- **Quoted text**
Tuesday brought something of a turnaround feel – although this eluded cotton, which remained on the retreat.


Sure, there is seen quite some potential for a short-covering rally in the fibre, given the record net short that hedge funds hold in New York futures and options.


Investors’ hefty short position still looms as a major factor in the market,” said Tobin Gorey at Commonwealth Bank of Australia.


However, “the trigger levels to buy that position back are closer to 66 cents a pound for now”, for the December contract.


That is above the 64.05 cents a pound at which the contract was trading as of 10:00 UK time (04:00 Chicago time), down 0.3% on the day, finding its 20-day moving average something of a ceiling.


‘Slowing of physical business’

In fact, the lot “continues to display an aversion to the 64.5 cents-a-pound level, faltering even before it got there on Monday,” Mr Gorey noted.


And the US Department of Agriculture’s crop progress briefing overnight showed US cotton condition nudging 1 point higher in the week to Sunday to a historically elevated 61% good or excellent.


“Domestic production holds strong production potential, despite noted lateness of this season’s crop, especially with respect to the Mid-south,” said Louis Rose at Rose Commodity Group.


He also noted the impact of last week’s price recovery in deterring demand, noting a “slowing of physical business as prices have moved higher.


“Too, there are concerns regarding this week’s face-to-face [US] trade negotiations with China and notions that China may be stalling until after the 2020 US elections.”


‘Remain vulnerable’

For Chicago grains, by contrast, at least the losses in early trading followed some gains in the last session.


It was not so helpful for corn futures that the USDA pegged the US corn crop at 58% good or excellent, up 1 point week on week, whereas investors had expected an unchanged reading.


Ratings improved for all three of the “I states”, Illinois, Indiana and Iowa, with the latter, the top corn-growing state, seeing a 2-point improvement to 65% good or excellent.


That said, the national reading compares with a 72% figure a year ago, with Terry Reilly at Futures International calculating that “the five-year average is 71%.


Mr Gorey said that “crop condition remains relatively poor,” adding that “bottom line, US corn crops remain vulnerable” to poor weather.


Benson Quinn Commodities said that “fears of the crop having a shallow root system,” a consequence of the (overly) moist spring, “are merited with many in the trade believe that a couple of weeks without measurable precipitation is detrimental, regardless of the temperatures”.


‘Problem for corn’

Harder for corn bulls to nullify are worries over demand, even though USDA data on Monday showed 645,367 tonnes of US corn exports last week, towards the top end of a range of forecasts of 400,000-700,000 tonnes.


“Weekly inspections for corn and wheat were in line with expectations, which is a problem for corn as every sales and inspection report justifies further reductions to the export number,” said Benson Quinn Commodities.


“That said, I believe the trade has factored in a 50m-bushel decline on August 12,” when the USDA unveils its next Wasde crop briefing.

- **Material provided**

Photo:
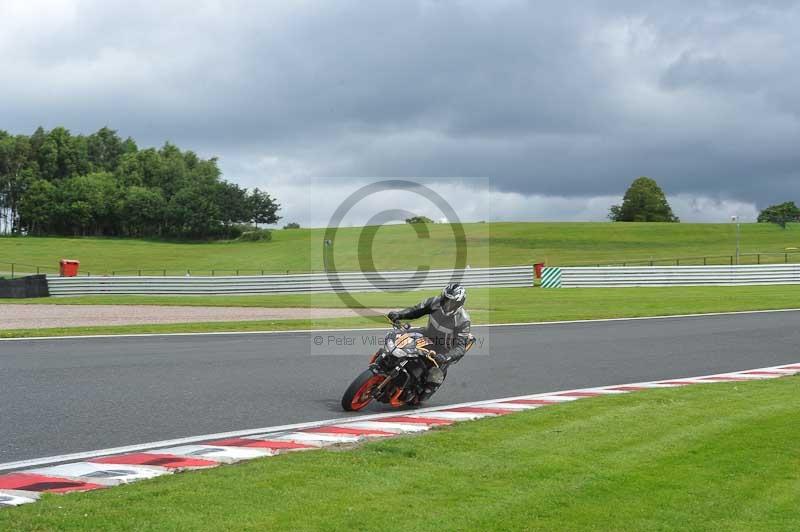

- **Tasks to carry out**
a – In the market report, what share of the US corn crop did the USDA rate good or excellent?
b – Rewrite the part of the market report starting with "Benson Quinn Commodities said" and going on through "Wasde crop briefing.", changing "precipitation" to "rainfall".
c – List every person named in the market report.
The data is not required for this work.

- **Answers to the exercises**
a – 58% good or excellent.

b –
Benson Quinn Commodities said that “fears of the crop having a shallow root system,” a consequence of the (overly) moist spring, “are merited with many in the trade believe that a couple of weeks without measurable rainfall is detrimental, regardless of the temperatures”.


‘Problem for corn’

Harder for corn bulls to nullify are worries over demand, even though USDA data on Monday showed 645,367 tonnes of US corn exports last week, towards the top end of a range of forecasts of 400,000-700,000 tonnes.


“Weekly inspections for corn and wheat were in line with expectations, which is a problem for corn as every sales and inspection report justifies further reductions to the export number,” said Benson Quinn Commodities.


“That said, I believe the trade has factored in a 50m-bushel decline on August 12,” when the USDA unveils its next Wasde crop briefing.

c – Tobin Gorey, Louis Rose, Terry Reilly